#### [Письменное задание a]
В каком году, по данным статьи о блудном сыне в лирике Брюсова, поэт беседовал с М. Волошиным?

#### [Исходный текст]
==*==

Научная статья на тему 'История блудного сына как метасюжет лирики В. Брюсова'

История блудного сына как метасюжет лирики В. Брюсова Текст научной статьи по специальности «Языкознание и литературоведение»

CC BY
788
343
i Надоели баннеры? Вы всегда можете отключить рекламу.
Ключевые слова
БРЮСОВ / ЛИРИКА / ЛИРИЧЕСКИЙ ГЕРОЙ / МЕТАСЮЖЕТ / БЛУДНЫЙ СЫН

Аннотация научной статьи по языкознанию и литературоведению, автор научной работы — Матвеевская Наталья Георгиевна

Исследуется образ блудного сына в лирике В. Брюсова. Мотивы ухода и возвращения рассматриваются как образующие лирический метасюжет, связанный с евангельской притчей о блудном сыне.

i Надоели баннеры? Вы всегда можете отключить рекламу.
iНе можете найти то, что вам нужно? Попробуйте сервис подбора литературы.
i Надоели баннеры? Вы всегда можете отключить рекламу.

The history of the prodigal son as a metaplot of Bryusov’s lyric poetry

We study the image of the prodigal son in Bryusov’s lyric poetry. The motives of departure and return are considered as forming a lyrical metaplot associated with the Gospel parable of the prodigal son.

Текст научной работы на тему «История блудного сына как метасюжет лирики В. Брюсова»

Филология

Вестник Нижегородского университета им. Н.И. Лобачевского, 2013, № 1 (2), с. 185-189

УДК 82

ИСТОРИЯ БЛУДНОГО СЫНА КАК МЕТАСЮЖЕТ ЛИРИКИ В. БРЮСОВА © 2013 г. Н.Г. Матвеевская

Нижегородский госуниверситет им. Н.И. Лобачевского

nmatveevskaja@rambler.ru

Поступила в редакцию 10.10.2012

Исследуется образ блудного сына в лирике В. Брюсова. Мотивы ухода и возвращения рассматриваются как образующие лирический метасюжет, связанный с евангельской притчей о блудном сыне.

Ключевые слова: Брюсов, лирика, лирический герой, метасюжет, блудный сын.

В 1907 г. в беседе с М. Волошиным Брюсов признавался: «Совершенно закрыт для меня мир Библии. Из этой области я не написал ни одного стихотворения» [1, с. 286-287]. Возможно, Волошин не вполне верно передал слова поэта. (Кстати, эта публикация в газете «Русь» вызвала недовольство Брюсова, который в письме в редакцию заметил, что «интервьюеру следовало быть более точным в передаче чужих слов»). Возможно и то, что мэтр символистов в это время был сосредоточен на других темах. Так или иначе, доверять этой фразе о чуждости Библии не стоит. Брюсов и до 1907 г., и потом создавал «библейские» произведения, причем практически все они стали его программными текстами: «Моисей» (1900), «Блудный сын» (1902-1903), «В ответ» (1902), «Сеятель» (1907), «Зерно» (1909), «Крестная смерть» (1911), «Библия» (1918).

==*==

#### [Предоставленные материалы]

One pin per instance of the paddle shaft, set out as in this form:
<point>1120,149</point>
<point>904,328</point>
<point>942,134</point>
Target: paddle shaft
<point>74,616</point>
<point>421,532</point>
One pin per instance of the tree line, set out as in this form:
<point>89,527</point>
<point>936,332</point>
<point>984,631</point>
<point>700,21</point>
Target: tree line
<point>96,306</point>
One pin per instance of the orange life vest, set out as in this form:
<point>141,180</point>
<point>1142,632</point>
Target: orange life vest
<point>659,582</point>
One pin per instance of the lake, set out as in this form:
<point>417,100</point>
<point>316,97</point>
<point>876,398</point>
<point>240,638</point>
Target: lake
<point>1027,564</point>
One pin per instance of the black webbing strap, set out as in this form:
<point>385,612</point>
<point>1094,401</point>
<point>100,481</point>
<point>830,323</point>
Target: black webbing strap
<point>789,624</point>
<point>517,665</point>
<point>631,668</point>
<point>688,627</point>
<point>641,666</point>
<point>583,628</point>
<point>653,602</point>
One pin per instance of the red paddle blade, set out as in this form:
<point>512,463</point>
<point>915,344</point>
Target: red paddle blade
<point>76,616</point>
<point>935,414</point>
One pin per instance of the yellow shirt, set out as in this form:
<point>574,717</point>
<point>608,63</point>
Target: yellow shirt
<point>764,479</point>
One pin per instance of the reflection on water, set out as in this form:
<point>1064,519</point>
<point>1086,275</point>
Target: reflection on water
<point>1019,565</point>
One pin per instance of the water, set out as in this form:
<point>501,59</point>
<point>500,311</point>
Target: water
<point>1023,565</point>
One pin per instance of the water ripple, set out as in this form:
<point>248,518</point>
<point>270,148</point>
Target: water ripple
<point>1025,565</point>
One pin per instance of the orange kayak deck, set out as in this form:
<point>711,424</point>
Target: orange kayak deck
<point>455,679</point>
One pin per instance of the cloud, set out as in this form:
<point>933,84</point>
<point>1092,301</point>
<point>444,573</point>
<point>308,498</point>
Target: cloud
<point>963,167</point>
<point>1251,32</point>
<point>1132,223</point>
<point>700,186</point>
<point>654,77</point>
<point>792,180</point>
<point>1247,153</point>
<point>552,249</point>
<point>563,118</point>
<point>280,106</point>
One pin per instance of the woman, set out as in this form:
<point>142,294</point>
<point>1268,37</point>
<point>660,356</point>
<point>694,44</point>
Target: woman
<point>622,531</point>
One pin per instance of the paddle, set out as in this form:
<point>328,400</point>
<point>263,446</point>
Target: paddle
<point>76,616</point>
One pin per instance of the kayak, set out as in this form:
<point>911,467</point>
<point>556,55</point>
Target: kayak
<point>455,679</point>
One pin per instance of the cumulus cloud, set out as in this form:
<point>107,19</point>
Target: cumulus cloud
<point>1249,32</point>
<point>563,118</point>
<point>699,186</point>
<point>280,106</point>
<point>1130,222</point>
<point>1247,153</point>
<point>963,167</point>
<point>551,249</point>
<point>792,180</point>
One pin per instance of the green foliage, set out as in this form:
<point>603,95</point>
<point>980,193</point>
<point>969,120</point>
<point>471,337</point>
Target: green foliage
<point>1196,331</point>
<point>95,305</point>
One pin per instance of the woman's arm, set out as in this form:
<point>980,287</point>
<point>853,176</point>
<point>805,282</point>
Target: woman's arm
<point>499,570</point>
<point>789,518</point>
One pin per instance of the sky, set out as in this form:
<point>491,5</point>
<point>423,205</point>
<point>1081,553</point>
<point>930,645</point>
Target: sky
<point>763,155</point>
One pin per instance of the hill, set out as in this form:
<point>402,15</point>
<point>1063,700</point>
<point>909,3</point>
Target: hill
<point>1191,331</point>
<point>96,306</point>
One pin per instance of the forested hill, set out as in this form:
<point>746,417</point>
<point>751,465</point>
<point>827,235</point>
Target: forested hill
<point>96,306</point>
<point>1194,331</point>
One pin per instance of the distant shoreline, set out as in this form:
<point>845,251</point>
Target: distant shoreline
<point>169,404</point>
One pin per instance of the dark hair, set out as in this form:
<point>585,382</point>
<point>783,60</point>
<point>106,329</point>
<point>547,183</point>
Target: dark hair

==*==

#### [Письменное задание b]
Замените в списке «cumulus cloud» на «storm cloud», ничего больше не меняя, и приведите только строки, начиная со строки с «One pin per instance of the kayak, set» и заканчивая строкой с «<point>1194,331</point>» включительно.

#### [Ожидаемый ответ a]
В 1907 году.

#### [Ожидаемый ответ b]
One pin per instance of the kayak, set out as in this form:
<point>911,467</point>
<point>556,55</point>
Target: kayak
<point>455,679</point>
One pin per instance of the storm cloud, set out as in this form:
<point>107,19</point>
Target: storm cloud
<point>1249,32</point>
<point>563,118</point>
<point>699,186</point>
<point>280,106</point>
<point>1130,222</point>
<point>1247,153</point>
<point>963,167</point>
<point>551,249</point>
<point>792,180</point>
One pin per instance of the green foliage, set out as in this form:
<point>603,95</point>
<point>980,193</point>
<point>969,120</point>
<point>471,337</point>
Target: green foliage
<point>1196,331</point>
<point>95,305</point>
One pin per instance of the woman's arm, set out as in this form:
<point>980,287</point>
<point>853,176</point>
<point>805,282</point>
Target: woman's arm
<point>499,570</point>
<point>789,518</point>
One pin per instance of the sky, set out as in this form:
<point>491,5</point>
<point>423,205</point>
<point>1081,553</point>
<point>930,645</point>
Target: sky
<point>763,155</point>
One pin per instance of the hill, set out as in this form:
<point>402,15</point>
<point>1063,700</point>
<point>909,3</point>
Target: hill
<point>1191,331</point>
<point>96,306</point>
One pin per instance of the forested hill, set out as in this form:
<point>746,417</point>
<point>751,465</point>
<point>827,235</point>
Target: forested hill
<point>96,306</point>
<point>1194,331</point>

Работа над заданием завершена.